*** Given passage Section Begins ***

Latest issue
C O G I T A M U S
The University of
Connecticut Philosophy Department Newsletter
Vol. IV, No. 2 April 2001
General Editors: Margaret Gilbert and Anne Hiskes. This issue
edited by Margaret Gilbert.
Welcome to the twelfth issue of Cogitamus!
It reports on the period of January 1, 2001 through April 30, 2001.
The next issue, to be published in early September
will report on the news of the summer!
Please send items for the next
issue by
e-mail to
margaret.gilbert@uconn.edu
.
Highlights: This month we profile Professor Diana Meyers.
FACULTY
Honors, Awards, etc.
- Ruth Garrett Millikan was elected to a Board of Trustees
Distinguished Professorship in March. This is the University's highest
academic honor. Congratulations, Ruth!
- Margaret Gilbert was awarded this year's Chancellor's Research
Award for Academic Excellence. She is also this year's recipient of the
University of Connecticut Alumni Award for Excellence in Research.
Publications
- J.C. Beall
has published "A neglected deflationist approach
to the liar", Analysis 61.2, April 2001, pp. 126-129.
"Is Yablo's paradox non-circular?", selected for the
Analysis Preprints series which is available
online
. (The paper will appear
in the regular hardcopy journal in July 2001.)
- Paul Bloomfield's
"Justice and Tax Cuts", appeared
in the
Hartford Courant editorial ("Op/Ed" page) on Monday March 12.
- Crawford Elder's
"Can Contrariety be Reduced to
Contradiction?"
appeared in Croatian Journal of Philosophy
1 (2001), No. 2;
"Materialism and the Mediated Causation of
Behavior",
appeared in Philosophical Studies, 103 (2001),
No. 1; and
"Mental Causation versus Physical Causation: No
Contest",
appeared in Philosophy and Phenomenological Research
, 62, (2001), pp. 111-127.
-
Margaret Gilbert published
"A Propos de la Socialite: Le Sujet Pluriel Comme Paradigme"

*** Given passage Section Ends ***
*** Dataset content Section Begins ***

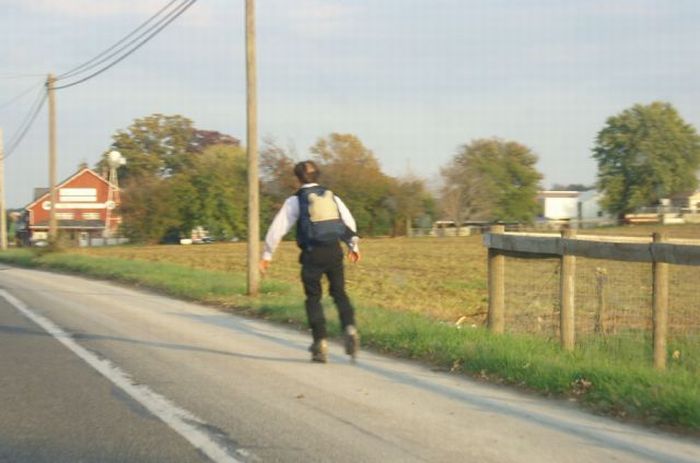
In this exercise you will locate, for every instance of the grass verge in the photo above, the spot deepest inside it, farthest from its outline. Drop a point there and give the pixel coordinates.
(591, 375)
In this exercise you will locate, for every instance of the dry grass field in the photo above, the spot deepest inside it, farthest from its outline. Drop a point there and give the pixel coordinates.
(444, 278)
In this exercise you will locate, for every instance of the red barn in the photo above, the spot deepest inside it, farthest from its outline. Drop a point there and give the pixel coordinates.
(86, 209)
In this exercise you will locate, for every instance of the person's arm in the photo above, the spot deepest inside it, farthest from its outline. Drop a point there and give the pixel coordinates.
(284, 220)
(352, 240)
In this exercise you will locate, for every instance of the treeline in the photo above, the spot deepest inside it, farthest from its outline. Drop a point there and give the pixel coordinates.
(178, 177)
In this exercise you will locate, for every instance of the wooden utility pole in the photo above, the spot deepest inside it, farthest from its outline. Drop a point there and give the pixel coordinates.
(3, 212)
(660, 307)
(53, 226)
(252, 146)
(497, 263)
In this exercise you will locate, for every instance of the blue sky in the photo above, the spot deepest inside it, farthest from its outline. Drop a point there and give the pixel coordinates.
(414, 79)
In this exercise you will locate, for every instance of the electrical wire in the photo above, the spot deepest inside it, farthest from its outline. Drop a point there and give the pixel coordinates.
(164, 22)
(95, 61)
(20, 76)
(18, 96)
(23, 129)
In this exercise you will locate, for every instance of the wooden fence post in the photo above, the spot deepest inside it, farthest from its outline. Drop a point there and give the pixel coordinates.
(660, 307)
(602, 307)
(567, 292)
(496, 320)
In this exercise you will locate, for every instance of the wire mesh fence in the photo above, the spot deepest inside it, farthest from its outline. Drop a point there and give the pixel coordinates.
(613, 304)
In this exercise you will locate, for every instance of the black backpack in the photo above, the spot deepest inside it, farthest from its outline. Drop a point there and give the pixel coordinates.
(319, 221)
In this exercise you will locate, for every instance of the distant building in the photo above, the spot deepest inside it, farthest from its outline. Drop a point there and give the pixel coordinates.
(578, 208)
(86, 209)
(559, 205)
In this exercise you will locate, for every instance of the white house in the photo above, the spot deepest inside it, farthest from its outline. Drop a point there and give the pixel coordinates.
(560, 207)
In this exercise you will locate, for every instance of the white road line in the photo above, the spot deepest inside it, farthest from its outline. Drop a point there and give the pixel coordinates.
(180, 420)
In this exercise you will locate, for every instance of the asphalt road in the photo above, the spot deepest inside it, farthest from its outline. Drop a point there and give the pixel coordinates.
(94, 372)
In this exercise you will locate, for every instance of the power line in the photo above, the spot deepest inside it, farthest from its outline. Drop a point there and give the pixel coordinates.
(18, 96)
(27, 124)
(19, 76)
(164, 22)
(94, 61)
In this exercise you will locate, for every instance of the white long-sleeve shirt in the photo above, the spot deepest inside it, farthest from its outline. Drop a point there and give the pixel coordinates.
(288, 216)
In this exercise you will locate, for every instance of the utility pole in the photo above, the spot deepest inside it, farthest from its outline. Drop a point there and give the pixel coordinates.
(53, 228)
(252, 147)
(3, 216)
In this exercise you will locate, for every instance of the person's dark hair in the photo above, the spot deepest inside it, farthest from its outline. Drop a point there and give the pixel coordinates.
(307, 172)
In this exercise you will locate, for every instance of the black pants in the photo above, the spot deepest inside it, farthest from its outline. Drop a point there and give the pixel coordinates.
(315, 263)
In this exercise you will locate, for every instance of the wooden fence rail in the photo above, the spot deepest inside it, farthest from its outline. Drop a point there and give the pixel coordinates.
(656, 250)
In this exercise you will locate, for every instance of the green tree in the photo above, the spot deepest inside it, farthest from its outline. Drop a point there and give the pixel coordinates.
(409, 201)
(147, 209)
(352, 171)
(219, 180)
(491, 179)
(644, 154)
(160, 145)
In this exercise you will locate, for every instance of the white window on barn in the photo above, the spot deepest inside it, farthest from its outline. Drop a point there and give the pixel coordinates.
(77, 195)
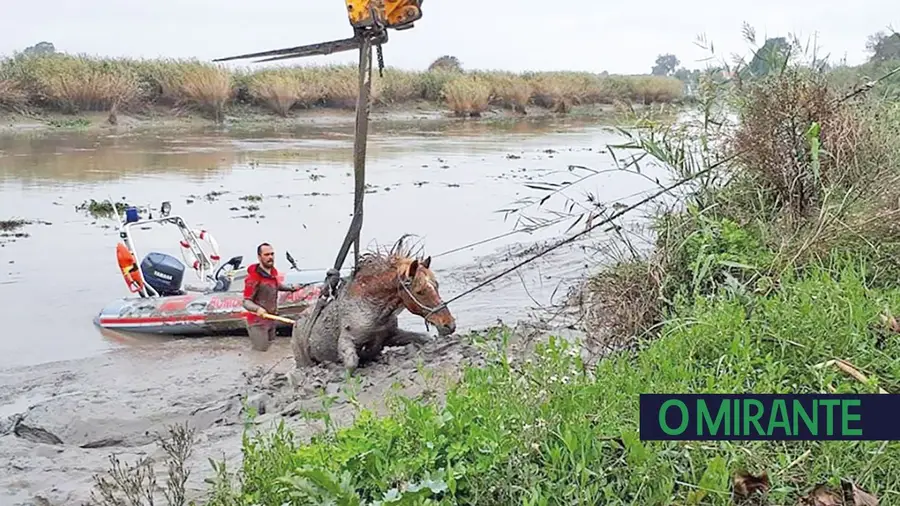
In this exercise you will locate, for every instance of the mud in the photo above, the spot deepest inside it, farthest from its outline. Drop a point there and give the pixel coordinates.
(71, 395)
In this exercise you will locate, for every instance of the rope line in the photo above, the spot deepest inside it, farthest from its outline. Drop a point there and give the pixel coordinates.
(587, 230)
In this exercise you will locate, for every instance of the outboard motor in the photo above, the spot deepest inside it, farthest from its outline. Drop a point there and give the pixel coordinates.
(164, 273)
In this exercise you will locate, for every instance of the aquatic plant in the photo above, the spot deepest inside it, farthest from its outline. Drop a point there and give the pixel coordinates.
(467, 95)
(72, 84)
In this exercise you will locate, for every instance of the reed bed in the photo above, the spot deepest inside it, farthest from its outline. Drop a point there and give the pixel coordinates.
(77, 83)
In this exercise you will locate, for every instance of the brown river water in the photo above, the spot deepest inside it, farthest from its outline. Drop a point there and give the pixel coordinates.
(443, 181)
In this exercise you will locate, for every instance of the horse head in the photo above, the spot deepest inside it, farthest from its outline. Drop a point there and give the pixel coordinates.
(420, 296)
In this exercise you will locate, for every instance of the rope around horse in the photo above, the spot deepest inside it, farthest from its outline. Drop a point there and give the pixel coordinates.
(334, 272)
(861, 89)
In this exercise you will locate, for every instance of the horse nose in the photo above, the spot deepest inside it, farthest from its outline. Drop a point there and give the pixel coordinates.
(449, 328)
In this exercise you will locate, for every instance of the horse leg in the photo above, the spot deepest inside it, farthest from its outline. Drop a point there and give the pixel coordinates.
(347, 351)
(300, 343)
(402, 337)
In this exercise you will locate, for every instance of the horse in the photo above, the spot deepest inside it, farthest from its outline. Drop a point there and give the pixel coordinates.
(361, 320)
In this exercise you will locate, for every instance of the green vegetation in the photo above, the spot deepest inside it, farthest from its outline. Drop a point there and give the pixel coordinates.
(70, 84)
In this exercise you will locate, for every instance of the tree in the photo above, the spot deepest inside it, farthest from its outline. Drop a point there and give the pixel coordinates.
(883, 47)
(39, 49)
(771, 56)
(665, 65)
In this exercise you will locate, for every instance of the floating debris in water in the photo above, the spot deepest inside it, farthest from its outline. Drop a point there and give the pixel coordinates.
(213, 195)
(102, 209)
(9, 229)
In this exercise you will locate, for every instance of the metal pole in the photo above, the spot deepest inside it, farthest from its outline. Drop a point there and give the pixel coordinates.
(359, 153)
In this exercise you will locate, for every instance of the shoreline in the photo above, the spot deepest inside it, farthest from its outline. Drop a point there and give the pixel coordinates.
(253, 119)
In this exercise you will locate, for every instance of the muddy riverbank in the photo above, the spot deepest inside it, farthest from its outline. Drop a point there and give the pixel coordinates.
(70, 395)
(250, 118)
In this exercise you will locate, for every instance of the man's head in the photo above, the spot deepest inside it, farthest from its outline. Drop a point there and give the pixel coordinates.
(266, 255)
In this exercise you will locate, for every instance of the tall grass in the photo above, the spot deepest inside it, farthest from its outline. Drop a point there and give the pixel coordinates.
(76, 83)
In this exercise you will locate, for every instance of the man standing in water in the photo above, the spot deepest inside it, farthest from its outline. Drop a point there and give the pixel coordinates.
(261, 289)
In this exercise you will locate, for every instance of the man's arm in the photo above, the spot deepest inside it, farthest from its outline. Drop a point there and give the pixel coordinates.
(287, 288)
(250, 286)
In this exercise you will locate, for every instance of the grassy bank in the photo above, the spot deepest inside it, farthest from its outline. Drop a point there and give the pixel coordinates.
(774, 271)
(76, 84)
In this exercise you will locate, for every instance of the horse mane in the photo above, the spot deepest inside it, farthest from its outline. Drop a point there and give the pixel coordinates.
(380, 259)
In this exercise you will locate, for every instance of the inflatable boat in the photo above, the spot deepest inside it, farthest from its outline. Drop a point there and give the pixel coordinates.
(163, 303)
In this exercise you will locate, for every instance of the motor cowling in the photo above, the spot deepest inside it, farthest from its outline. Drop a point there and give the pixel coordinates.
(163, 272)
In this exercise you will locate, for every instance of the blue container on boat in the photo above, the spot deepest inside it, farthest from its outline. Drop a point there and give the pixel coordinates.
(131, 215)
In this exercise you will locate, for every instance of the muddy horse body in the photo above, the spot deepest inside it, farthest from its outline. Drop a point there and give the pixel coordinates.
(362, 319)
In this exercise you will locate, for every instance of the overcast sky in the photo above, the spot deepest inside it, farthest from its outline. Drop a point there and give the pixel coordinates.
(619, 37)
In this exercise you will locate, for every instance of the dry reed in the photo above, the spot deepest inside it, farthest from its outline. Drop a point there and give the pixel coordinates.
(467, 95)
(80, 83)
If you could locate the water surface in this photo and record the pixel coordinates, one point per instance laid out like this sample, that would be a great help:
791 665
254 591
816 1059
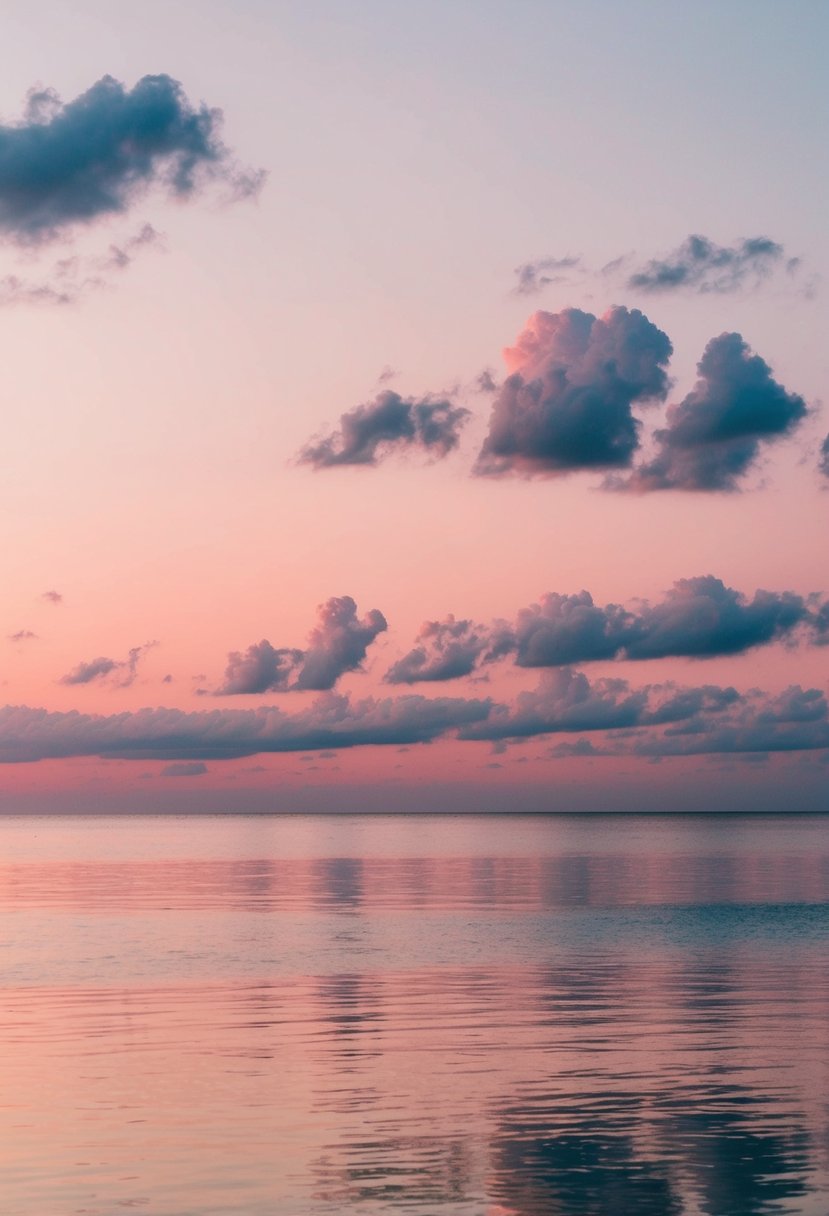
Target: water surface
490 1015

*** Dataset content Section Ends ***

- _Exercises_:
1. In the newsletter, translate the sentence "This is the University's highest academic honor." into Spanish.
2. Quote the stretch of the newsletter from "- Ruth Garrett" through "Excellence in Research.".

- _Outputs by task_:
1. Este es el máximo honor académico de la Universidad.

2.
- Ruth Garrett Millikan was elected to a Board of Trustees
Distinguished Professorship in March. This is the University's highest
academic honor. Congratulations, Ruth!
- Margaret Gilbert was awarded this year's Chancellor's Research
Award for Academic Excellence. She is also this year's recipient of the
University of Connecticut Alumni Award for Excellence in Research.